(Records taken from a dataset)
◇ ◇ ◇ ◇ ◇ ◇ ◇
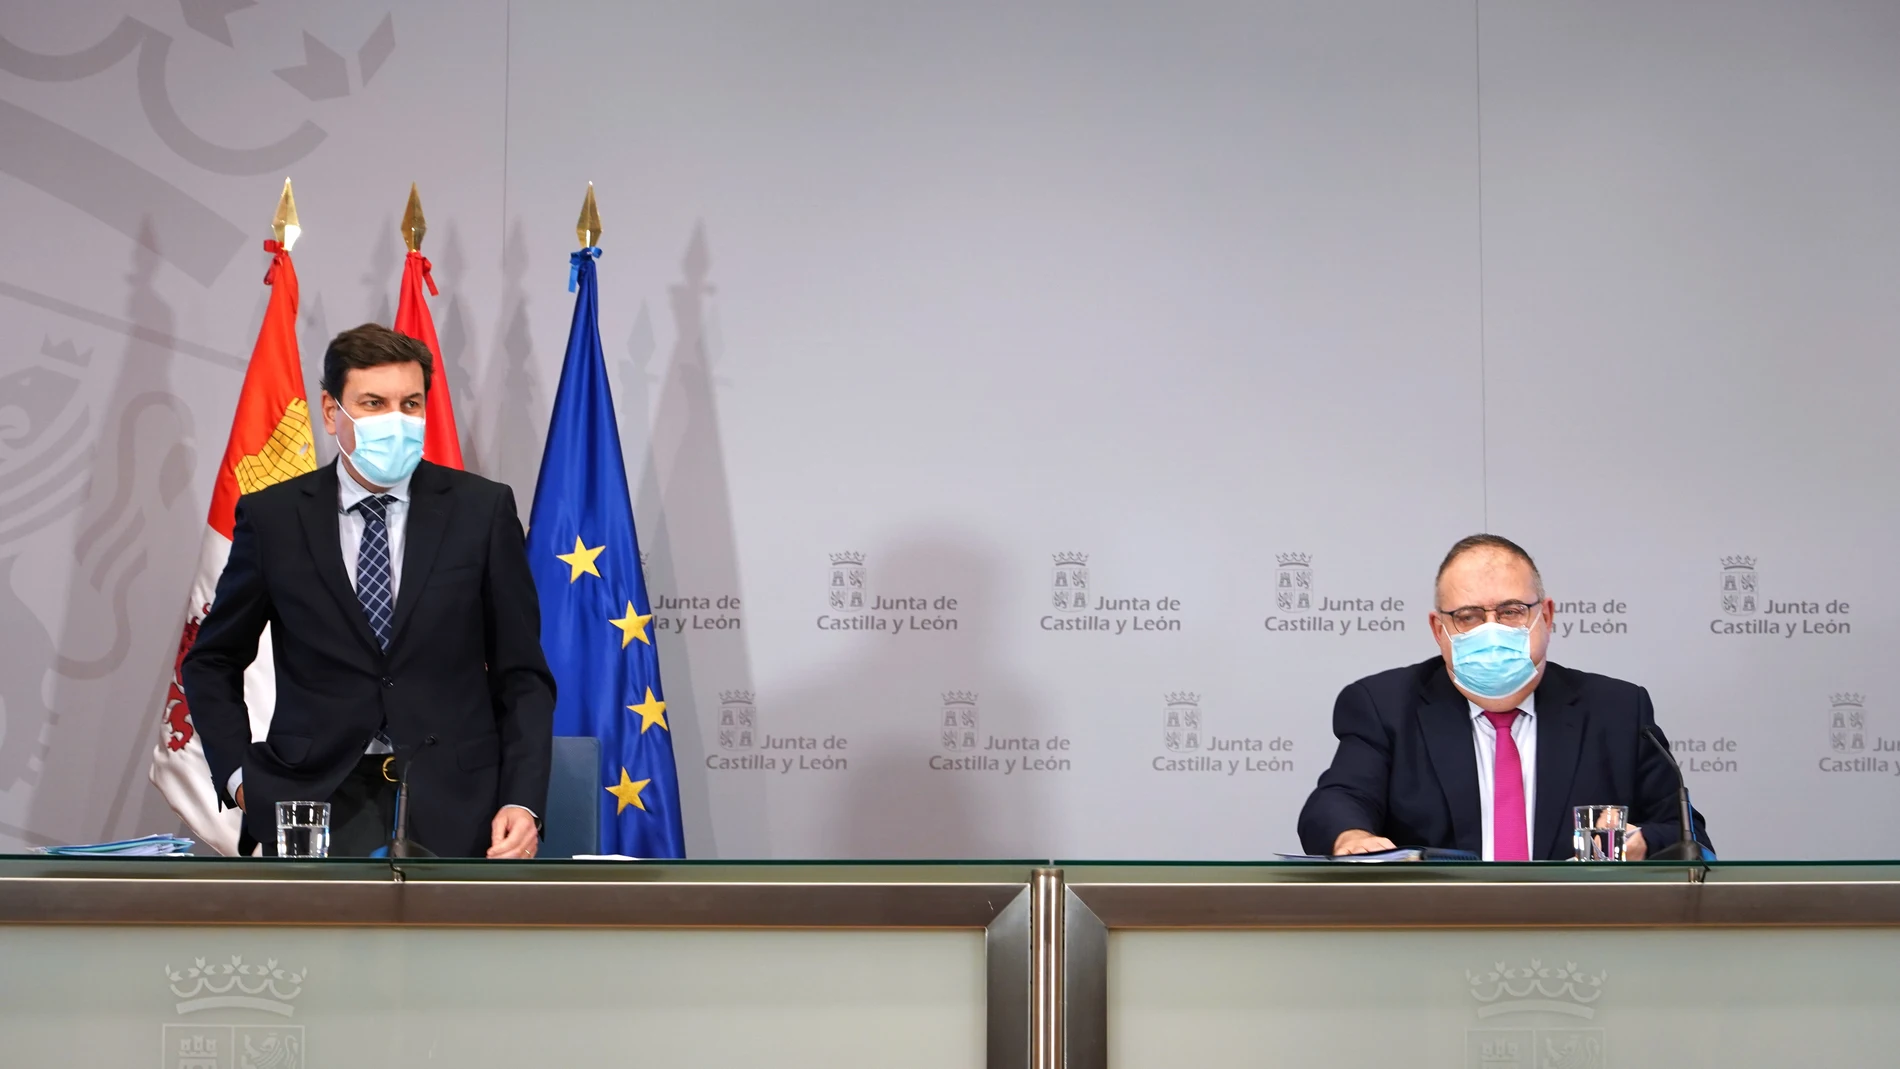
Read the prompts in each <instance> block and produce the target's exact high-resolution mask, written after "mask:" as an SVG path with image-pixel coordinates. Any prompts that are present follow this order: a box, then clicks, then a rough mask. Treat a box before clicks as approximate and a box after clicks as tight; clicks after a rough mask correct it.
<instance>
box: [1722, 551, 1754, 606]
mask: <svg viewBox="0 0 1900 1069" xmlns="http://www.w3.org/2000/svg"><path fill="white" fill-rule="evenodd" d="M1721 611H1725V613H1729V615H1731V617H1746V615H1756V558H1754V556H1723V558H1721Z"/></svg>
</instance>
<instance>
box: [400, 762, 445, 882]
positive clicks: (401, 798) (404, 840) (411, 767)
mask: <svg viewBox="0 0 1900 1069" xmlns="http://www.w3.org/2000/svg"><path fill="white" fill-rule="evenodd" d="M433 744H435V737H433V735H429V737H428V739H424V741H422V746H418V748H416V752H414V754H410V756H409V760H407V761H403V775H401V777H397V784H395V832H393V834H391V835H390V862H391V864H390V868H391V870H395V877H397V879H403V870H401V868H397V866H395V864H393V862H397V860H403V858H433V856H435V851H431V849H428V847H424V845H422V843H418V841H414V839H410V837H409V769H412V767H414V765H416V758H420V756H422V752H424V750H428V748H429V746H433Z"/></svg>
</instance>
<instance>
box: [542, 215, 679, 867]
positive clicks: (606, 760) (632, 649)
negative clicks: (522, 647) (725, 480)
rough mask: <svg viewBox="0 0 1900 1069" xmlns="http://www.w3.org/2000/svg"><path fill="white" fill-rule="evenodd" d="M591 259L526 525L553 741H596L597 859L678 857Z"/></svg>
◇ ◇ ◇ ◇ ◇ ◇ ◇
How many lines of the items contain the string "clicks"? Matching is case-sensitive, and only the number should be given.

4